▶ YOUR INSTRUCTIONS: Only the lines from the one with "# locate water" to the end of the data below should be given again, exactly, with both ends included and pictures omitted.

▶ DATA PROVIDED:
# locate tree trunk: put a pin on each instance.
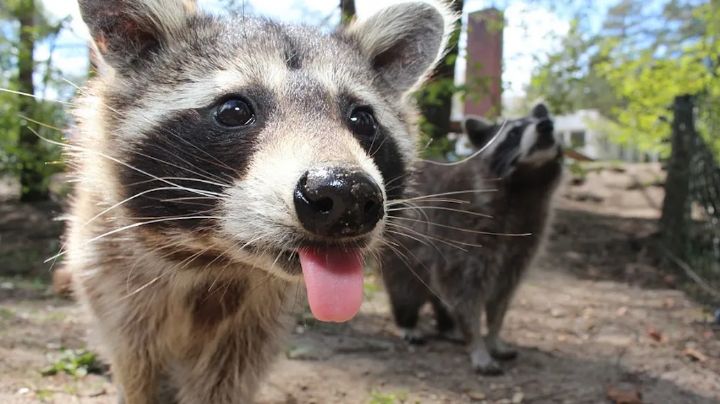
(436, 98)
(347, 11)
(675, 219)
(32, 180)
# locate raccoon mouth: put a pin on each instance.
(333, 277)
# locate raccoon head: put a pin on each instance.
(273, 146)
(518, 145)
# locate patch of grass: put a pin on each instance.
(378, 397)
(43, 394)
(6, 314)
(76, 363)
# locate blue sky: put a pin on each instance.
(531, 31)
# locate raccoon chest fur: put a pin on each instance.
(464, 243)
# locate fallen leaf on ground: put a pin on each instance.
(656, 335)
(624, 396)
(694, 355)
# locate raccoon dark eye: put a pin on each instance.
(235, 112)
(362, 122)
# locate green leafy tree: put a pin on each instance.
(22, 152)
(435, 98)
(347, 11)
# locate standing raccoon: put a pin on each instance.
(457, 250)
(220, 161)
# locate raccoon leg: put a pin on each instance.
(406, 310)
(496, 310)
(407, 295)
(469, 320)
(134, 377)
(445, 324)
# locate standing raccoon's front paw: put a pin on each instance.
(484, 364)
(453, 335)
(503, 354)
(413, 336)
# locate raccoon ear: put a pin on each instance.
(404, 42)
(479, 130)
(125, 31)
(540, 111)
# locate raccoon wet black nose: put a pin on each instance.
(338, 202)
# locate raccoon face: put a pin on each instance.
(524, 143)
(255, 142)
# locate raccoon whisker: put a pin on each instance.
(139, 194)
(439, 200)
(135, 225)
(104, 212)
(222, 254)
(209, 176)
(452, 243)
(441, 208)
(469, 191)
(475, 154)
(175, 179)
(419, 240)
(172, 133)
(406, 260)
(84, 149)
(399, 177)
(465, 230)
(7, 90)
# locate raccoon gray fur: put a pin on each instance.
(217, 159)
(515, 177)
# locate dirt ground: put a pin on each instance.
(594, 322)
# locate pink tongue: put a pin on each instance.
(334, 282)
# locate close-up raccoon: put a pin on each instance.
(465, 249)
(220, 162)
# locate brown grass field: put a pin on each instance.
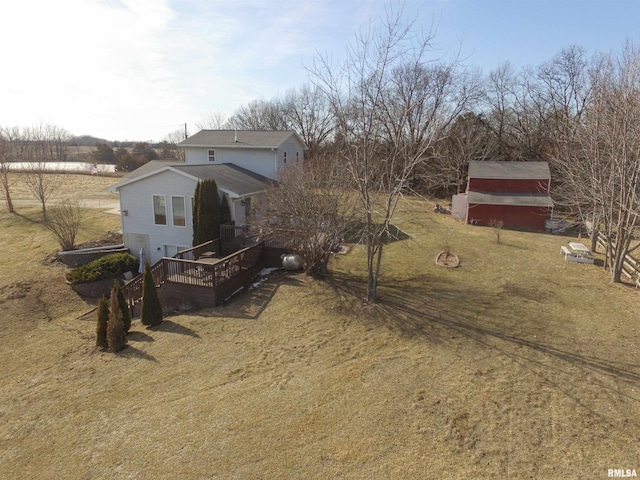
(514, 365)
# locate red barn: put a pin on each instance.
(516, 193)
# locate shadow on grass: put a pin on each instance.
(249, 304)
(133, 352)
(438, 313)
(139, 337)
(169, 326)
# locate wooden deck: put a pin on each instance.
(218, 276)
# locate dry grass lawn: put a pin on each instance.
(515, 365)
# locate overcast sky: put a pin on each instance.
(141, 69)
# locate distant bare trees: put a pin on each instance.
(391, 103)
(601, 162)
(311, 209)
(64, 221)
(305, 110)
(37, 145)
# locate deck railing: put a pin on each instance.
(210, 273)
(133, 289)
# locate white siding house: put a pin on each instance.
(263, 152)
(156, 199)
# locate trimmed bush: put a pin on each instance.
(116, 338)
(103, 318)
(109, 266)
(122, 303)
(151, 310)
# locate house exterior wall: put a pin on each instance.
(138, 227)
(264, 161)
(520, 217)
(496, 185)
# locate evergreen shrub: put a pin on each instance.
(109, 266)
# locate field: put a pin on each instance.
(514, 365)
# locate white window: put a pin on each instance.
(159, 210)
(178, 211)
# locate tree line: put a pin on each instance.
(392, 119)
(395, 118)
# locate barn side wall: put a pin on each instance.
(517, 217)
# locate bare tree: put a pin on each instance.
(5, 179)
(64, 221)
(380, 144)
(310, 209)
(601, 166)
(42, 182)
(307, 112)
(468, 138)
(259, 115)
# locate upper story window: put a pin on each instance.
(178, 212)
(159, 210)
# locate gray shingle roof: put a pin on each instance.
(518, 200)
(238, 138)
(513, 170)
(228, 177)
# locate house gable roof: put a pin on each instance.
(229, 178)
(509, 170)
(240, 139)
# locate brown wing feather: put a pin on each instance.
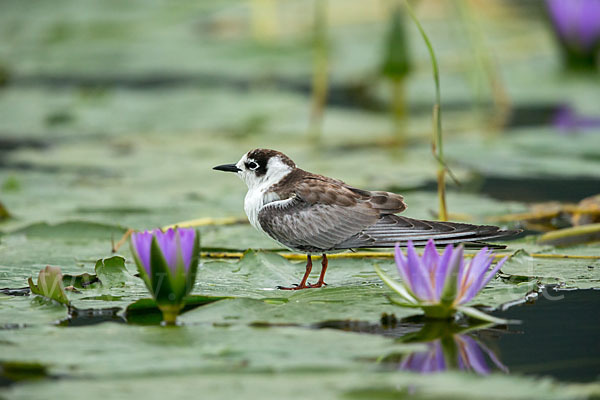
(319, 213)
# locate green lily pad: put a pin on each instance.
(50, 285)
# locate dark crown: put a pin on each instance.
(262, 157)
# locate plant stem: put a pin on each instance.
(170, 313)
(437, 121)
(398, 109)
(320, 70)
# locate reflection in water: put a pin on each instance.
(456, 352)
(449, 347)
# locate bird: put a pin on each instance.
(315, 214)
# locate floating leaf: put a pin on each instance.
(146, 311)
(572, 236)
(50, 285)
(112, 272)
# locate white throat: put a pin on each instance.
(258, 187)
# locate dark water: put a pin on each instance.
(559, 336)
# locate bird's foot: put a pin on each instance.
(295, 287)
(305, 286)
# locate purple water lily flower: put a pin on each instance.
(167, 262)
(173, 243)
(577, 26)
(441, 284)
(468, 355)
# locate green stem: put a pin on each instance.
(320, 70)
(437, 120)
(170, 313)
(398, 108)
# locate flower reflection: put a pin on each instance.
(450, 351)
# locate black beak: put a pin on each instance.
(227, 168)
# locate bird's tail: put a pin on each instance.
(392, 229)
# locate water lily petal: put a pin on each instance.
(577, 22)
(441, 273)
(141, 242)
(420, 283)
(168, 246)
(430, 256)
(187, 239)
(455, 266)
(472, 279)
(493, 272)
(402, 265)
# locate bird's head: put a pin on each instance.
(260, 168)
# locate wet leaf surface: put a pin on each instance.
(100, 131)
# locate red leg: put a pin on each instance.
(321, 280)
(302, 284)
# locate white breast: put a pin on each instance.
(254, 201)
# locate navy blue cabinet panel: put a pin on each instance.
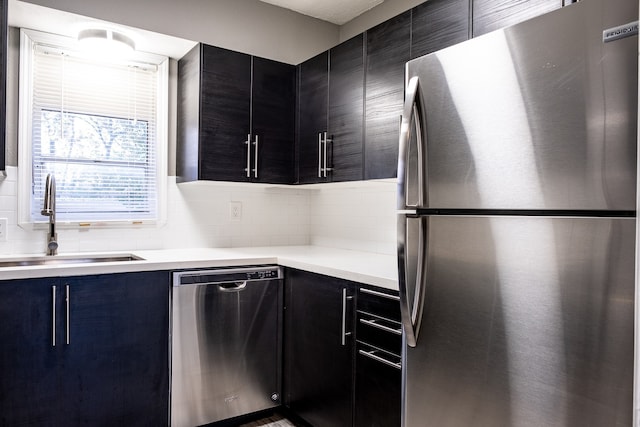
(489, 15)
(273, 120)
(313, 99)
(346, 109)
(116, 365)
(318, 368)
(30, 362)
(437, 24)
(85, 350)
(388, 49)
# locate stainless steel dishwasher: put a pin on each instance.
(225, 343)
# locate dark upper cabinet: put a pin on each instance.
(273, 121)
(331, 117)
(489, 15)
(313, 100)
(85, 350)
(437, 24)
(388, 49)
(346, 109)
(4, 5)
(215, 117)
(318, 355)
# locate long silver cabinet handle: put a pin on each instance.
(380, 294)
(343, 331)
(372, 355)
(319, 154)
(68, 314)
(326, 142)
(248, 168)
(382, 327)
(53, 316)
(255, 158)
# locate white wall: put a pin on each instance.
(248, 26)
(350, 216)
(197, 216)
(358, 216)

▶ RESULT OF THE TASK:
# locate water lily petal: put a pin on each instance.
(577, 22)
(441, 273)
(141, 242)
(420, 283)
(168, 246)
(430, 256)
(187, 239)
(455, 266)
(472, 279)
(493, 272)
(402, 265)
# locate bird's head: put a pin on each instance.
(260, 168)
# locate wet leaf surface: put a pin on each instance.
(100, 131)
# locate red leg: put a pin on each instance.
(321, 280)
(302, 284)
# locate white breast: put a pin on each instance.
(254, 201)
# locate navy blue cabinet panel: put a pin on each instance.
(489, 15)
(273, 120)
(313, 99)
(346, 109)
(116, 365)
(318, 368)
(30, 362)
(437, 24)
(85, 350)
(388, 49)
# locate stainless steel dishwasher: put a pin on each instance.
(225, 343)
# locate dark upper cabinet: put a pin on each instance.
(273, 121)
(331, 117)
(489, 15)
(313, 100)
(85, 350)
(437, 24)
(388, 49)
(346, 109)
(4, 5)
(215, 117)
(318, 355)
# locate long silver cabinet handle: put a pin on each instance.
(380, 294)
(343, 331)
(372, 355)
(319, 154)
(68, 314)
(326, 142)
(248, 168)
(382, 327)
(53, 316)
(255, 158)
# locate white wall: put a pin on each instance.
(248, 26)
(350, 216)
(197, 216)
(358, 216)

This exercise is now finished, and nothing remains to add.